══ Input for this task

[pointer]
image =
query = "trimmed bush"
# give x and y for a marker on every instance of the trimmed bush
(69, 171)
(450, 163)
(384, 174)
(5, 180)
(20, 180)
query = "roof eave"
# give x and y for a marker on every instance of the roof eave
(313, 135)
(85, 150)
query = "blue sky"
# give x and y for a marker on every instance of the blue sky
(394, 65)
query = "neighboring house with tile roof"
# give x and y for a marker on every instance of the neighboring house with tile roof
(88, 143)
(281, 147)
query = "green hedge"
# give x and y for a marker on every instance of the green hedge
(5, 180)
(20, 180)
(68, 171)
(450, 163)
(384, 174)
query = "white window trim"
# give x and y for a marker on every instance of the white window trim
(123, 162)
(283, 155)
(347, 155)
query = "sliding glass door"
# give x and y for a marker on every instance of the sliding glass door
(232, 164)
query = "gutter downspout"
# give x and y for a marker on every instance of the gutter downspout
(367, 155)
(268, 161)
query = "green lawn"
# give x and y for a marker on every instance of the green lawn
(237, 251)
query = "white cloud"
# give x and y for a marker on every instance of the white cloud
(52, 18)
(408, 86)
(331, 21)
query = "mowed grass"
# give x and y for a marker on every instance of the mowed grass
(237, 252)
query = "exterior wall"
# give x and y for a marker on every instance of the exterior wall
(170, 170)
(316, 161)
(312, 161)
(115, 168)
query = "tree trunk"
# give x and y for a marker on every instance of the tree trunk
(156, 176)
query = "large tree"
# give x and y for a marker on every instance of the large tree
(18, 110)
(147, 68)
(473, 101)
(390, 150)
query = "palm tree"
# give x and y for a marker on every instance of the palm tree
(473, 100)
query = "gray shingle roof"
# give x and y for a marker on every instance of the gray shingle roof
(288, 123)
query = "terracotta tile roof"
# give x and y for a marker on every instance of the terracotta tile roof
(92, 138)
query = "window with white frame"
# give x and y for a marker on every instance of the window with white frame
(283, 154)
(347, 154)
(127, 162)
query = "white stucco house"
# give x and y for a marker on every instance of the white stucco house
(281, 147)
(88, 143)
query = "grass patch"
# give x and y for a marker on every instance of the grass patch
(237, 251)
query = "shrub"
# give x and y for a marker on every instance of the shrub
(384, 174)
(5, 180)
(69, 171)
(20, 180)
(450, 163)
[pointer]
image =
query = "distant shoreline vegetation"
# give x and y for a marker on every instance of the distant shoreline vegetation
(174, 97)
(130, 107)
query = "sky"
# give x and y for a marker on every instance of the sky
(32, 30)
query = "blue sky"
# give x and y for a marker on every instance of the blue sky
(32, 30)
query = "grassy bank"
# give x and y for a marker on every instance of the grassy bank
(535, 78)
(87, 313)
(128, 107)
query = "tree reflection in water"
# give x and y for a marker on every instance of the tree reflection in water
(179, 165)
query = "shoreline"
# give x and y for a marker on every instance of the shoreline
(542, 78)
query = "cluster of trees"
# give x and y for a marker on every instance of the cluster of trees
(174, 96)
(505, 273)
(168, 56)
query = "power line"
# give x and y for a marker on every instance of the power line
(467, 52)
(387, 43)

════

▶ [Problem statement]
Write the material out again word for word.

▶ [Written response]
[pointer]
image =
query = "trimmed bush"
# give x and y for a marker on every instance of the trimmed bush
(69, 171)
(450, 163)
(384, 174)
(5, 180)
(20, 180)
query = "roof eave"
# give x and y for a marker on every instance of the roof eave
(313, 135)
(85, 150)
query = "blue sky"
# give x and y for a marker on every instance of the blue sky
(394, 65)
query = "neighboring house with tile roof"
# give x and y for a marker on every instance of the neighboring house with tile roof
(88, 143)
(281, 147)
query = "green hedge"
# give x and y for a marker on every instance of the green hedge
(5, 180)
(20, 180)
(68, 171)
(450, 163)
(384, 174)
query = "white window trim"
# give x and y for a marker on every instance of the white window trim
(123, 162)
(283, 155)
(347, 155)
query = "sliding glass door"
# give x and y for a marker on every instance of the sliding glass door
(232, 164)
query = "gutter downspout"
# give x and y for a marker on every instance of the gutter downspout
(367, 155)
(268, 161)
query = "green lawn"
# give x and y for a marker on every instance of the green lawn
(237, 251)
query = "white cloud"
# give x and y for a marker on every instance of the white cloud
(52, 18)
(408, 86)
(331, 21)
query = "mowed grass"
# give x and y for a marker on every instance of the mowed grass
(237, 252)
query = "exterior wall"
# give x and y for a marker on every instance of the exterior wall
(170, 170)
(316, 161)
(312, 161)
(115, 168)
query = "tree trunk"
# give x and y for a marker on every instance of the tree trunk
(156, 176)
query = "large tree"
# give x and y for a marker on every instance of the large tree
(18, 110)
(147, 68)
(473, 101)
(390, 150)
query = "palm tree"
# give x and y for a marker on every instance of the palm tree
(473, 100)
query = "gray shingle roof"
# give x and y for a marker on every instance of the gray shingle roof
(288, 123)
query = "terracotta tile roof"
# give x and y for a marker on every instance of the terracotta tile roof
(92, 138)
query = "window with white frame"
# give x and y for a marker on every instance of the window with white frame
(283, 154)
(347, 154)
(127, 162)
query = "white stucco house"
# give x and y for a marker on every instance of the white stucco house
(281, 147)
(88, 143)
query = "grass patch"
# give x and y for a marker on every instance of the grass patch
(237, 251)
query = "shrub"
# give x and y for a marker on every instance of the shrub
(384, 174)
(5, 180)
(69, 171)
(20, 180)
(450, 163)
[pointer]
image =
query = "distant shoreline vegetation"
# give x and y for a marker on every instance of the distant shoreline vegetation
(174, 97)
(130, 107)
query = "sky"
# give x and y for a marker on every instance of the sky
(32, 30)
query = "blue sky"
# give x and y for a marker on every instance of the blue sky
(32, 30)
query = "grassy bank"
# give x and y for a marker on every instance of the grassy bank
(535, 78)
(87, 313)
(128, 107)
query = "tree reflection in water"
# give x and y for a marker on every instance of the tree reflection in water
(179, 165)
query = "shoreline"
# give x and y for a marker on every instance of the shoreline
(542, 78)
query = "cluster of trees"
# give x and y for a marker on every instance of the cluster of trees
(174, 96)
(505, 273)
(168, 56)
query = "power line"
# give x and y for a marker on every instance of the power line
(467, 52)
(387, 43)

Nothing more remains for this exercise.